> _TASK BRIEF_:
Reproduce all entries precisely as they are written.
- Opening Delimiter -
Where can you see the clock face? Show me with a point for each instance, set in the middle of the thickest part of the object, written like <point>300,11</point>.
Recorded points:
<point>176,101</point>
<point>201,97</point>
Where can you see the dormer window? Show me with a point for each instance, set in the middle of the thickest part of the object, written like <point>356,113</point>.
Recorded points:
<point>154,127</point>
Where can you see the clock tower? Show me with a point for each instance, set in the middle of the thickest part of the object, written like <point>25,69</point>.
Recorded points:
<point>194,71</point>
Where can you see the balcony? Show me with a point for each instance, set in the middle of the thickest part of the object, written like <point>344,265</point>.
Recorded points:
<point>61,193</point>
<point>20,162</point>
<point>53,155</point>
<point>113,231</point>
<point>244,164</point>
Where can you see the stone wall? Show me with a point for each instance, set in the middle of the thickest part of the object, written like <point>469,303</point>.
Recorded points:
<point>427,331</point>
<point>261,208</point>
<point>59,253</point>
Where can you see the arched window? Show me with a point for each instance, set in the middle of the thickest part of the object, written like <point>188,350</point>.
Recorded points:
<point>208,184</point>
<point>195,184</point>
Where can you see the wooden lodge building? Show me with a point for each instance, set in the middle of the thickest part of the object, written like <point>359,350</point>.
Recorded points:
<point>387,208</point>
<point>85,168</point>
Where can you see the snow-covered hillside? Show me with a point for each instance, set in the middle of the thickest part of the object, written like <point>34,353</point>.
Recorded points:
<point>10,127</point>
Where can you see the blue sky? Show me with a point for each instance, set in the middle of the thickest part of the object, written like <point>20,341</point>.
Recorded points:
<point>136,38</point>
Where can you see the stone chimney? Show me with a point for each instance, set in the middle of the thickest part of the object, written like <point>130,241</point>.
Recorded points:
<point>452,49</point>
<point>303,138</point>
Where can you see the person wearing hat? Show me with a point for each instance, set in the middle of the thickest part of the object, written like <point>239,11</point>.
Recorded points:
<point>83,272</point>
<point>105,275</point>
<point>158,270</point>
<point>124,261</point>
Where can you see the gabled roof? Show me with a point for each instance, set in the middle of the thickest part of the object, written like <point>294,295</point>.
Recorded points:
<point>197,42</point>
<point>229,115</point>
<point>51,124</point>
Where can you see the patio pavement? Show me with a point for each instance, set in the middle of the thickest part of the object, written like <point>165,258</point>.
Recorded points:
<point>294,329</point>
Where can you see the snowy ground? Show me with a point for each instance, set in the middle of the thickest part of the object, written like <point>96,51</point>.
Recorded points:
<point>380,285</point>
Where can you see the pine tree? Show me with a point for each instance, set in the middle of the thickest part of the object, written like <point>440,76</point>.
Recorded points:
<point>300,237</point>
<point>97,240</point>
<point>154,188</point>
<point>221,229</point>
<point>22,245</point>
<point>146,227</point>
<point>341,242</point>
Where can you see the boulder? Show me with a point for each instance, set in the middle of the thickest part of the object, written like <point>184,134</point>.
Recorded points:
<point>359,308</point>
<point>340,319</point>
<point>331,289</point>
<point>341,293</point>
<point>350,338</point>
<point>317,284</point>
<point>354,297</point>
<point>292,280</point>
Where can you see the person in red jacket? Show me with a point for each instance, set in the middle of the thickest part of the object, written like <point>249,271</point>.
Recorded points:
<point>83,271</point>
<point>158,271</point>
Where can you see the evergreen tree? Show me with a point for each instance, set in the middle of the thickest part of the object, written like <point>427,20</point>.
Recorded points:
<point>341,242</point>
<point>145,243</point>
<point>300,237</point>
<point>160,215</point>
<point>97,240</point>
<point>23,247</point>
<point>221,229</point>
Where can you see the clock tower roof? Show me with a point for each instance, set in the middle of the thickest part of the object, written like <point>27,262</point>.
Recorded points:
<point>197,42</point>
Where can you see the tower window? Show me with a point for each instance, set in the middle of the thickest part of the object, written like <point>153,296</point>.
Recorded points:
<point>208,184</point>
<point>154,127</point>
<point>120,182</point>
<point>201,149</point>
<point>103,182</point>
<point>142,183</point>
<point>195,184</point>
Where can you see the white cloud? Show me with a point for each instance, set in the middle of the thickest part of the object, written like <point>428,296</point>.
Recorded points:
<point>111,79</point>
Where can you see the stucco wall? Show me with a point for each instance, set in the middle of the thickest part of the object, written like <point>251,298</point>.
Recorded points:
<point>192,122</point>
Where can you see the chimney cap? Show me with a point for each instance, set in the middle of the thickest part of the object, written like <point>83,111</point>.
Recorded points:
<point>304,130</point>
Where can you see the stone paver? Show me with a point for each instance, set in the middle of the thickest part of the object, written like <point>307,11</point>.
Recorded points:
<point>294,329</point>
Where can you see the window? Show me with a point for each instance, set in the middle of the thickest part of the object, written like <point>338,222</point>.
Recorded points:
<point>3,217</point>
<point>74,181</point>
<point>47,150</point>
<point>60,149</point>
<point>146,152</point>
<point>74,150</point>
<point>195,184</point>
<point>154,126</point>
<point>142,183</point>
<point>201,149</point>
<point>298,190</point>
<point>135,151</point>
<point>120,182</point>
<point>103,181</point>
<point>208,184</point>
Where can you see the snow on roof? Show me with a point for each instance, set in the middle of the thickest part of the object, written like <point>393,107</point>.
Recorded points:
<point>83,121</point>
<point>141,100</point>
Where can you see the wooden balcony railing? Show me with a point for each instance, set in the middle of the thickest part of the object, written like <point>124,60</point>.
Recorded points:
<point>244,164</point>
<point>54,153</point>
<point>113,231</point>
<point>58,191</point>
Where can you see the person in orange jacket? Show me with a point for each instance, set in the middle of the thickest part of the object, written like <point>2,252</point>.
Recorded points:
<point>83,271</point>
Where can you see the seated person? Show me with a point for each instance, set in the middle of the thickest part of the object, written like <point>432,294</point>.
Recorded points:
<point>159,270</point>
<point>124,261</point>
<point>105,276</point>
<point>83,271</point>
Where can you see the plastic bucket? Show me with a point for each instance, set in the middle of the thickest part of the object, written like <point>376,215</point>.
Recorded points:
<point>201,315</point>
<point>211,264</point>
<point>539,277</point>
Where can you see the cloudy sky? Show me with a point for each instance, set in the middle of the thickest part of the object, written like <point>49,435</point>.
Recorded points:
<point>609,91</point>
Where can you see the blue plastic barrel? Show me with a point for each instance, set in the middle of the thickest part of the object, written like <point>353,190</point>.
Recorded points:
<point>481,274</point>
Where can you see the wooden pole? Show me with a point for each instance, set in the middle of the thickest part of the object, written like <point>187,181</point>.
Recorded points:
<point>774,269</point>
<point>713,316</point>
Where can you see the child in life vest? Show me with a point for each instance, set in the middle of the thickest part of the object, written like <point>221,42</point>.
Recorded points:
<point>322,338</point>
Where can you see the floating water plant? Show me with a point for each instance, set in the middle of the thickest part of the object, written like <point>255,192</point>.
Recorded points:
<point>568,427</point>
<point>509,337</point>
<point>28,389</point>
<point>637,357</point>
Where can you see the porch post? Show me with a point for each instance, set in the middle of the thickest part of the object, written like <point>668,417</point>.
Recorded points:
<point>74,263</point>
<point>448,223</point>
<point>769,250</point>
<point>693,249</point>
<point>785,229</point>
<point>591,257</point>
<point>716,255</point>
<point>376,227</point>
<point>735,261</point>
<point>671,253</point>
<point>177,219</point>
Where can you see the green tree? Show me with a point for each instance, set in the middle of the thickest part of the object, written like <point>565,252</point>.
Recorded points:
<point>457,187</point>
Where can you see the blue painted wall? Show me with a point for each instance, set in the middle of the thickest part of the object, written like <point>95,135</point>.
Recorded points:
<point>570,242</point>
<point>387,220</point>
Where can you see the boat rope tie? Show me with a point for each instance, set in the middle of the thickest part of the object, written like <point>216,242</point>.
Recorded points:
- Closing Delimiter -
> _EXERCISE RESPONSE_:
Where can you see the clock face? Show me with a point for each instance, set in the middle of the thickest part of the object, written like <point>300,11</point>.
Recorded points:
<point>176,101</point>
<point>201,97</point>
Where can you see the dormer window? Show me with a point for each instance, set in the middle of the thickest part of the object, written like <point>356,113</point>.
Recorded points:
<point>154,127</point>
Where can you see the clock tower? Show me with a point for each instance, set in the middle of the thickest part of the object, written like <point>25,69</point>.
Recorded points:
<point>194,71</point>
Where can you see the balcony? Show me with a point for each instance, set in the middle of the thickest part of the object, written like <point>344,265</point>.
Recorded points:
<point>61,193</point>
<point>20,162</point>
<point>53,155</point>
<point>113,231</point>
<point>244,164</point>
Where can you see the stone wall? Show me with a point for each instance, set in the middle of the thickest part of the object, written like <point>469,303</point>.
Recorded points:
<point>427,331</point>
<point>261,208</point>
<point>59,253</point>
Where can you see the arched window? Show me with a point for each instance, set in the middle of the thickest part of the object, written like <point>188,350</point>.
Recorded points:
<point>208,184</point>
<point>195,184</point>
Where can you see the wooden lodge building? Show me with a point for each instance, set in the middle of the thickest part of the object, written like <point>359,350</point>.
Recorded points:
<point>387,208</point>
<point>85,168</point>
Where can you see the snow-covered hillside? Show me with a point for each instance, set in the middle of the thickest part of the object, written like <point>34,353</point>.
Recorded points:
<point>10,127</point>
Where can you see the blue sky? Show me with a point for each instance, set in the middle of the thickest part of the object, written like <point>20,341</point>.
Recorded points:
<point>136,38</point>
Where can you see the stone chimney? Show me with a point for each instance, set in the middle of the thickest part of the object, written like <point>130,241</point>.
Recorded points:
<point>452,49</point>
<point>303,138</point>
Where can you see the person wearing hat? Show me with a point for each instance, set in the middle of the thickest part of the object, written like <point>239,11</point>.
Recorded points:
<point>83,272</point>
<point>105,275</point>
<point>158,270</point>
<point>124,261</point>
Where can you see the gabled roof? Show me with a point for each instance, set in the middle of the thickest part of the object, written like <point>294,295</point>.
Recorded points:
<point>197,42</point>
<point>229,115</point>
<point>51,124</point>
Where can you see the patio pavement? Show me with a point for each instance, set in the middle of the thickest part of the object, written like <point>165,258</point>.
Recorded points:
<point>294,329</point>
Where can you see the snowy ground? Show me with a point for each instance, set in the middle of the thickest part of the object, written like <point>96,51</point>.
Recorded points:
<point>380,285</point>
Where can you see the pine tree? Show me with a point for each instance, set in the middle of the thickest part of the object, written like <point>440,76</point>.
Recorded points:
<point>300,237</point>
<point>97,240</point>
<point>154,188</point>
<point>221,229</point>
<point>22,245</point>
<point>146,227</point>
<point>341,242</point>
Where can you see the boulder? Show me with a point for each instance, set in the middle of the thickest part of the object, written like <point>184,134</point>.
Recorded points:
<point>359,308</point>
<point>340,319</point>
<point>331,289</point>
<point>341,293</point>
<point>350,338</point>
<point>317,284</point>
<point>354,297</point>
<point>292,280</point>
Where can you see the person in red jacket? Show me with a point for each instance, set in the middle of the thickest part of the object, written like <point>249,271</point>.
Recorded points:
<point>83,271</point>
<point>158,271</point>
Where can you see the evergreen tree? Show me with a point for each instance, set in the middle of the thickest part of the object, written like <point>427,20</point>.
Recorded points:
<point>341,242</point>
<point>145,243</point>
<point>300,237</point>
<point>160,215</point>
<point>97,240</point>
<point>23,247</point>
<point>221,229</point>
Where can you see the clock tower roof? Show me with a point for each instance, set in the middle of the thickest part of the object, written like <point>27,262</point>.
Recorded points:
<point>197,42</point>
Where can you see the tower window? Show me with a point for each instance, set in the middle of the thickest part of the object, written like <point>153,296</point>.
Recorded points:
<point>208,184</point>
<point>154,127</point>
<point>120,182</point>
<point>201,149</point>
<point>103,182</point>
<point>142,183</point>
<point>195,184</point>
Where can you see the white cloud? Show me with a point for each instance, set in the middle of the thickest part of the object, written like <point>428,296</point>.
Recorded points:
<point>111,79</point>
Where can you see the stucco wall? Show me with a point for each instance, set in the middle of the thickest part of the object, written like <point>251,298</point>.
Recorded points:
<point>192,122</point>
Where can you see the chimney cap? Show me with a point for each instance, set in the middle of the thickest part of the object, written like <point>83,111</point>.
Recorded points:
<point>304,130</point>
Where can you see the stone paver? Show me with a point for each instance, set in the middle of the thickest part of the object, written like <point>307,11</point>.
Recorded points:
<point>294,329</point>
Where can you see the window? Show me with a point for each instance, set in the middle of the thickest part of the object, written like <point>338,222</point>.
Recorded points:
<point>3,217</point>
<point>74,181</point>
<point>47,150</point>
<point>60,149</point>
<point>146,152</point>
<point>74,150</point>
<point>195,184</point>
<point>154,126</point>
<point>142,183</point>
<point>201,149</point>
<point>298,190</point>
<point>135,151</point>
<point>120,182</point>
<point>103,181</point>
<point>208,184</point>
Where can you see the snow on roof? Show me with a point for each instance, set in the middle of the thickest part of the object, written like <point>393,107</point>.
Recorded points:
<point>83,121</point>
<point>141,100</point>
Where can you see the wooden balcony railing? Show me with a point for each instance, set in the middle of the thickest part of the object, written like <point>124,60</point>.
Recorded points:
<point>244,164</point>
<point>54,153</point>
<point>113,231</point>
<point>58,191</point>
Where can you see the person in orange jacket? Show me with a point for each instance, set in the middle of the thickest part of the object, written like <point>2,252</point>.
Recorded points:
<point>83,271</point>
Where can you see the seated person? Show me with a point for each instance, set in the middle of the thickest part of the object, written like <point>432,294</point>.
Recorded points:
<point>159,270</point>
<point>124,261</point>
<point>105,276</point>
<point>83,271</point>
Where can you see the plastic bucket? Show me with a point for each instance, set in the middle of the thickest part of the object, written like <point>376,215</point>.
Recorded points:
<point>201,315</point>
<point>211,264</point>
<point>539,277</point>
Where can you see the cloudy sky? Show me with a point for each instance, set in the middle of the thickest part of the object, written like <point>49,435</point>.
Recorded points:
<point>609,91</point>
Where can you see the blue plastic barrel? Show me with a point for each instance, set in the middle of the thickest part of the object, written like <point>353,190</point>.
Recorded points:
<point>481,274</point>
Where can you see the wooden pole? Show me with a point for each instance, set in the middle of the thickest part of the object, written like <point>187,181</point>.
Recorded points:
<point>774,269</point>
<point>713,316</point>
Where can you see the child in life vest? Show me with a point for each instance, set in the middle of the thickest part of the object, written like <point>221,42</point>.
Recorded points:
<point>322,338</point>
Where can you see the floating water plant? Show me with a point for each instance, set in the middle of the thickest part of the object, written like <point>255,192</point>.
Recorded points:
<point>568,427</point>
<point>509,337</point>
<point>28,389</point>
<point>637,357</point>
Where can you see the porch post? Show me with a point for each instance, set in the middle of the thickest part of the object, written like <point>668,417</point>.
Recorded points:
<point>74,263</point>
<point>448,223</point>
<point>769,250</point>
<point>693,249</point>
<point>785,229</point>
<point>591,257</point>
<point>716,255</point>
<point>376,227</point>
<point>735,261</point>
<point>671,253</point>
<point>177,219</point>
Where can you see the green tree? Show me with a point for each instance, set in the middle of the thickest part of the object, written like <point>565,252</point>.
Recorded points:
<point>457,187</point>
Where can you see the blue painted wall? Show me with a point for each instance, set in the middle of the thickest part of the object, written like <point>95,135</point>.
Recorded points:
<point>570,242</point>
<point>387,220</point>
Where can you see the boat rope tie? Show me with a point for each instance, set in the middle of the thickest part of the object, written like <point>216,242</point>.
Recorded points:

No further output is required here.